--- Exercise ---
Taking the data below line by line, count those that include the word "background" and report the number alone.

--- Records from a collection ---
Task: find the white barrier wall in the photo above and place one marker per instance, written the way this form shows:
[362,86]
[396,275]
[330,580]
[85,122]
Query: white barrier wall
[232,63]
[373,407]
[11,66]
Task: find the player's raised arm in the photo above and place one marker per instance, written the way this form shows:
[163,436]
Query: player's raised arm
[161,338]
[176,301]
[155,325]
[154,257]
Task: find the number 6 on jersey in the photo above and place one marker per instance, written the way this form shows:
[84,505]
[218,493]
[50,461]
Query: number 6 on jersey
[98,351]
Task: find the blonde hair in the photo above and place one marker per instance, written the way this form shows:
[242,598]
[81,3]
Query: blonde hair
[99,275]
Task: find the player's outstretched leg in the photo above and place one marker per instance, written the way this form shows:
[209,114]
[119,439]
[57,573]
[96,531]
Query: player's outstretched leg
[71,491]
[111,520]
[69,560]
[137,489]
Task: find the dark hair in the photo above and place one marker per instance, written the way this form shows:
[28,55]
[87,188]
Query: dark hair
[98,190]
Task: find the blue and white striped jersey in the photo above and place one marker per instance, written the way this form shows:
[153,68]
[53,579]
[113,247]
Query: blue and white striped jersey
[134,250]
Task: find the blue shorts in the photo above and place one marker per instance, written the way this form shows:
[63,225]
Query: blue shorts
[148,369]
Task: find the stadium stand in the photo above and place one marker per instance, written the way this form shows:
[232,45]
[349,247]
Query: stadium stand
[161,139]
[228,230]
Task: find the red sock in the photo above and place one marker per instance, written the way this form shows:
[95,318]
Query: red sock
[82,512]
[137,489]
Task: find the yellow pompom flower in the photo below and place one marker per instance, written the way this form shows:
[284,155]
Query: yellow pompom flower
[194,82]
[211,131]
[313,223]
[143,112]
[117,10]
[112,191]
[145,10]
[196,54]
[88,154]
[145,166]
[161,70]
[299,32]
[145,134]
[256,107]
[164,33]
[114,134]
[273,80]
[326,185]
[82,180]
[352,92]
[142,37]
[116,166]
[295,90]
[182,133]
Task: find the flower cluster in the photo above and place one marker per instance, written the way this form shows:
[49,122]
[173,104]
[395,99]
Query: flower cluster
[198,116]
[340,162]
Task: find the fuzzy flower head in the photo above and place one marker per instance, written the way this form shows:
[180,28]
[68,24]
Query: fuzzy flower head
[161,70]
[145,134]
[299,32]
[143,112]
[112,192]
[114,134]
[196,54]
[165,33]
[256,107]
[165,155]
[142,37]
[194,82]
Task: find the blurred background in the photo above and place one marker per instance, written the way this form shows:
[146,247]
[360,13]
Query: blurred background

--- Response ---
2